### [Work to complete]
If a line in the entries contains the word "would", list it.

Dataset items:
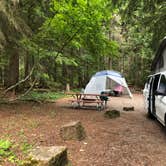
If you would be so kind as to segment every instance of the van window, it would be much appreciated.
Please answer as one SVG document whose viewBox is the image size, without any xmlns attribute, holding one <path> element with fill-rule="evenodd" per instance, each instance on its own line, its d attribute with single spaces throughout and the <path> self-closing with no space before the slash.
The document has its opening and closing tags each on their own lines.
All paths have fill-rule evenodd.
<svg viewBox="0 0 166 166">
<path fill-rule="evenodd" d="M 155 92 L 158 88 L 159 79 L 160 79 L 160 74 L 155 75 L 153 86 L 152 86 L 153 92 Z"/>
<path fill-rule="evenodd" d="M 158 90 L 162 93 L 166 93 L 166 78 L 164 75 L 161 76 Z"/>
</svg>

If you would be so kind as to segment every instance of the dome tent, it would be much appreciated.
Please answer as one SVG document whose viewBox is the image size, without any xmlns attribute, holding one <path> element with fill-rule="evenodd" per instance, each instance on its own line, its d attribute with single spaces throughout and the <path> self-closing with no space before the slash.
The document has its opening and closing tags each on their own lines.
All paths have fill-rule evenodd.
<svg viewBox="0 0 166 166">
<path fill-rule="evenodd" d="M 117 84 L 121 85 L 124 88 L 124 93 L 132 98 L 125 78 L 121 73 L 113 70 L 103 70 L 93 75 L 86 85 L 84 93 L 100 94 L 107 89 L 114 89 Z"/>
</svg>

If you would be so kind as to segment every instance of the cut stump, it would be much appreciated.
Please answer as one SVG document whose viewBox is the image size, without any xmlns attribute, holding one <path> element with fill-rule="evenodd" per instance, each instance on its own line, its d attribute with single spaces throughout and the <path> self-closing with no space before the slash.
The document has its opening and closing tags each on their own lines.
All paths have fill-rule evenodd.
<svg viewBox="0 0 166 166">
<path fill-rule="evenodd" d="M 104 116 L 106 118 L 112 119 L 112 118 L 117 118 L 120 117 L 120 111 L 117 110 L 109 110 L 104 113 Z"/>
<path fill-rule="evenodd" d="M 123 111 L 134 111 L 134 107 L 123 107 Z"/>
<path fill-rule="evenodd" d="M 80 121 L 70 122 L 60 129 L 60 136 L 63 140 L 78 140 L 85 139 L 86 134 L 84 127 Z"/>
<path fill-rule="evenodd" d="M 23 166 L 66 166 L 67 148 L 65 146 L 39 146 L 30 151 Z"/>
</svg>

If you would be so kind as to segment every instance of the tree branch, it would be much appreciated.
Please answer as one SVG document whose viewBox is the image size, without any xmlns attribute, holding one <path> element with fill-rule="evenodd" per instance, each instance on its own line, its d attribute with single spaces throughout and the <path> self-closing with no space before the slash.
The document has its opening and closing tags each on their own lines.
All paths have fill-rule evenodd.
<svg viewBox="0 0 166 166">
<path fill-rule="evenodd" d="M 35 80 L 33 81 L 32 85 L 31 85 L 31 87 L 30 87 L 24 94 L 22 94 L 22 95 L 16 97 L 15 99 L 10 99 L 8 102 L 14 102 L 14 101 L 16 101 L 16 100 L 21 99 L 21 97 L 26 96 L 26 95 L 32 90 L 32 88 L 34 87 L 36 81 L 37 81 L 37 78 L 35 78 Z M 8 102 L 7 102 L 7 103 L 8 103 Z"/>
<path fill-rule="evenodd" d="M 20 95 L 20 96 L 18 97 L 18 99 L 20 99 L 21 97 L 26 96 L 26 95 L 32 90 L 32 88 L 34 87 L 36 81 L 37 81 L 37 78 L 35 78 L 35 80 L 33 81 L 32 85 L 31 85 L 31 87 L 30 87 L 24 94 Z"/>
<path fill-rule="evenodd" d="M 77 35 L 77 33 L 80 31 L 81 28 L 79 28 L 71 37 L 69 37 L 66 42 L 62 45 L 61 49 L 57 52 L 57 55 L 55 59 L 59 56 L 60 53 L 62 53 L 63 49 L 74 39 L 74 37 Z"/>
<path fill-rule="evenodd" d="M 31 70 L 31 72 L 29 73 L 29 75 L 27 75 L 24 79 L 20 80 L 20 81 L 17 82 L 16 84 L 14 84 L 14 85 L 10 86 L 9 88 L 7 88 L 7 89 L 4 91 L 4 94 L 6 94 L 8 91 L 14 89 L 14 88 L 17 87 L 18 85 L 22 84 L 23 82 L 27 81 L 27 80 L 31 77 L 33 71 L 34 71 L 34 67 L 32 68 L 32 70 Z"/>
</svg>

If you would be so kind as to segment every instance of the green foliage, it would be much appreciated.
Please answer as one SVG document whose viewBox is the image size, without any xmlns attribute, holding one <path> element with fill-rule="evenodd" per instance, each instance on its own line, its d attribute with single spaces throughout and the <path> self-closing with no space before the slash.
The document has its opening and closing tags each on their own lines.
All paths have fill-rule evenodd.
<svg viewBox="0 0 166 166">
<path fill-rule="evenodd" d="M 19 14 L 32 30 L 18 44 L 26 53 L 20 79 L 35 66 L 35 86 L 80 88 L 96 71 L 114 69 L 130 83 L 144 84 L 165 35 L 165 6 L 158 0 L 20 0 Z M 0 60 L 1 82 L 8 60 Z"/>
<path fill-rule="evenodd" d="M 137 31 L 135 27 L 130 28 L 128 34 L 126 47 L 123 48 L 124 54 L 128 55 L 125 57 L 127 78 L 131 84 L 143 87 L 154 57 L 150 47 L 152 35 L 144 34 L 141 28 Z"/>
<path fill-rule="evenodd" d="M 24 141 L 21 145 L 20 145 L 20 149 L 24 154 L 27 154 L 29 152 L 30 149 L 32 149 L 32 145 L 29 144 L 27 141 Z"/>
<path fill-rule="evenodd" d="M 0 157 L 7 159 L 11 163 L 17 163 L 19 160 L 16 157 L 15 153 L 11 150 L 12 143 L 8 140 L 0 139 Z"/>
<path fill-rule="evenodd" d="M 128 0 L 125 2 L 125 9 L 123 12 L 124 21 L 127 24 L 132 24 L 139 28 L 144 28 L 144 33 L 151 33 L 152 38 L 149 44 L 153 51 L 156 51 L 159 41 L 165 36 L 166 26 L 166 2 L 154 0 Z M 143 35 L 142 34 L 142 35 Z"/>
<path fill-rule="evenodd" d="M 119 55 L 119 44 L 116 41 L 107 41 L 107 45 L 105 45 L 105 55 L 109 57 L 114 57 Z M 110 52 L 111 50 L 111 52 Z"/>
<path fill-rule="evenodd" d="M 14 145 L 8 140 L 0 139 L 0 163 L 2 162 L 3 164 L 3 161 L 7 160 L 14 165 L 21 165 L 23 161 L 20 160 L 15 154 L 15 150 L 17 148 L 19 148 L 24 154 L 27 154 L 28 151 L 32 148 L 32 145 L 29 144 L 27 141 L 24 141 L 20 145 Z"/>
<path fill-rule="evenodd" d="M 56 58 L 56 63 L 60 64 L 60 65 L 66 64 L 66 65 L 78 66 L 78 64 L 74 58 L 63 57 L 61 55 L 59 55 Z"/>
<path fill-rule="evenodd" d="M 26 96 L 22 97 L 21 100 L 26 101 L 47 101 L 47 100 L 56 100 L 59 98 L 64 97 L 64 93 L 58 93 L 58 92 L 35 92 L 32 91 Z"/>
<path fill-rule="evenodd" d="M 31 30 L 36 33 L 49 15 L 49 0 L 19 0 L 20 13 Z"/>
<path fill-rule="evenodd" d="M 143 86 L 151 72 L 151 62 L 159 41 L 165 36 L 164 1 L 118 0 L 124 43 L 120 58 L 123 59 L 123 73 L 127 80 L 136 86 Z M 114 63 L 115 64 L 115 63 Z M 116 63 L 116 66 L 118 64 Z"/>
<path fill-rule="evenodd" d="M 41 6 L 37 11 L 41 11 Z M 82 70 L 91 65 L 88 74 L 91 75 L 101 59 L 119 54 L 118 42 L 108 37 L 114 10 L 108 0 L 50 1 L 50 11 L 45 13 L 42 26 L 31 38 L 21 42 L 23 49 L 35 59 L 41 87 L 49 87 L 49 82 L 55 80 L 79 84 L 77 75 L 71 74 L 73 71 L 83 75 Z"/>
<path fill-rule="evenodd" d="M 0 156 L 7 157 L 11 154 L 10 148 L 12 143 L 8 140 L 0 139 Z"/>
<path fill-rule="evenodd" d="M 95 3 L 85 0 L 51 1 L 52 17 L 47 18 L 40 28 L 38 44 L 49 51 L 56 50 L 57 56 L 62 52 L 65 56 L 69 48 L 78 50 L 83 46 L 91 52 L 95 49 L 103 51 L 101 47 L 107 40 L 103 32 L 107 30 L 111 18 L 107 7 L 109 3 L 106 0 Z"/>
</svg>

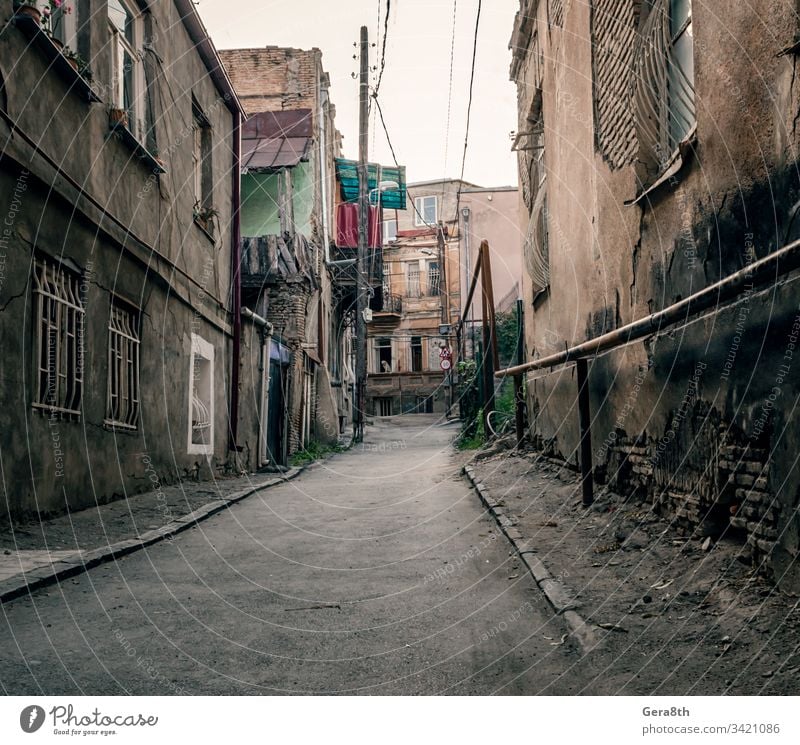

### [Problem solution]
If you would be so kind as to segment every instance of the van window, it would be much appreciated.
If you would be so kind as to segment every instance of the dome tent, it would be much appreciated.
If you would be so kind as to segment every instance of the cut stump, it would be much appreciated.
If you would be so kind as to segment every instance of the tree branch, it would be much appreciated.
If you would be so kind as to segment every instance of the green foliage, it would be much appreciated.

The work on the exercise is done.